> _Tekstfragment_
__________________________________________________

Fork of Cases_homepos_picontrol_EMG_2 by Rianne Bulthuis

main.cpp

Committer:
riannebulthuis
Date:
2015-10-20
Revision:
3:5f59cbe53d7d
Parent:
2:866a8a9f2b93
Child:
4:b4530fb376dd

File content as of revision 3:5f59cbe53d7d:

#include "mbed.h"
#include "encoder.h"
#include "HIDScope.h"
#include "QEI.h"
#include "MODSERIAL.h"

DigitalOut  motor1_direction(D4);
PwmOut      motor1_speed(D5);
PwmOut      led(D9);
DigitalIn   button_1(PTC6); //counterclockwise
DigitalIn   button_2(PTA4); //clockwise
Encoder     motor1(D12,D13);
HIDScope    scope(1);
AnalogIn PotMeter1(A1);
Ticker controller;
Ticker ticker_regelaar;

MODSERIAL   pc(USBTX, USBRX);
volatile bool regelaar_ticker_flag;

void setregelaar_ticker_flag()

__________________________________________________

> _Opdrachten_
(a) Beantwoord de volgende vragen over de mbed-code.
(i) Op welke datum is revisie 3:5f59cbe53d7d vastgelegd?
(ii) Aan welke pin is motor1_speed gekoppeld?
(iii) Welke draairichting staat in het commentaar bij button_2?
(b) Ga verder met de mbed-code vanaf de laatste regel die er staat.
De items hoef je niet te gebruiken.

__________________________________________________

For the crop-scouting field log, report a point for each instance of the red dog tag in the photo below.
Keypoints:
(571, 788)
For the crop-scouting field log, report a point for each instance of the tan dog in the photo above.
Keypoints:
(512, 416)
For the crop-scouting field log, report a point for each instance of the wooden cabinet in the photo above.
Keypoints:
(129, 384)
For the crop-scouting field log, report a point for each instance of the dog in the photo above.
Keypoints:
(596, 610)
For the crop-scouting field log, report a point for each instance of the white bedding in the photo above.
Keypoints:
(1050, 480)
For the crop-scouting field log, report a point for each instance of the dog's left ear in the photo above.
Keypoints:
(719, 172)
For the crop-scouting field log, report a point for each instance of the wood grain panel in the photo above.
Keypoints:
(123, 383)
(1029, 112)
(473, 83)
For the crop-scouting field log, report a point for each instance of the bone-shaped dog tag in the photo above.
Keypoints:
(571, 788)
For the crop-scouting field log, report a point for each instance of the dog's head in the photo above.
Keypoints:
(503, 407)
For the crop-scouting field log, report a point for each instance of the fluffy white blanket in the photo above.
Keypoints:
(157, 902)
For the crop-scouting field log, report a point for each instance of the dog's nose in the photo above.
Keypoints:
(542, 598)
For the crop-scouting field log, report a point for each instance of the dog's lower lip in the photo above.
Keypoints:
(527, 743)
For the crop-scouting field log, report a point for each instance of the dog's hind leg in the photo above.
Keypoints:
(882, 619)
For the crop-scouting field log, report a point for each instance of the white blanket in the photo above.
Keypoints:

__________________________________________________

> _Antwoorden_
(a)
(i) 2015-10-20
(ii) D5
(iii) Met de klok mee (clockwise)

(b)
{
    regelaar_ticker_flag = true;
}

#define SAMPLETIME_REGELAAR 0.005

//define states
enum state {GOTOHOMEPOSITION, MOVE_MOTOR, BACKTOHOMEPOSITION, STOP};
uint8_t state = GOTOHOMEPOSITION;

// Berekening van de output shaft resolution. Het aantal counts per 1 graden verandering
const double g = 360; // Aantal graden 1 rotatie
const double c = 4200; // Aantal counts 1 rotatie
const double q = c/(g);

//PI-controller constante
const double motor1_Kp = 2.0; // Dit is de proportionele gain motor 1
const double motor1_Ki = 0.002; // Integrating gain m1.
const double motor1_Ts = 0.01; // Time step m1
double err_int_m1 = 0 ; // De integrating error op het beginstijdstip m1

// Reusable P controller
double Pc (double error, const double Kp)
{
    return motor1_Kp * error;
}

// Measure the error and apply output to the plant
void motor1_controlP()
{
    double referenceP1 = PotMeter1.read();
    double positionP1 = q*motor1.getPosition();
    double motorP1 = Pc(referenceP1 - positionP1, motor1_Kp);
}

// Reusable PI controller
double PI (double error, const double Kp, const double Ki, const double Ts, double &err_int)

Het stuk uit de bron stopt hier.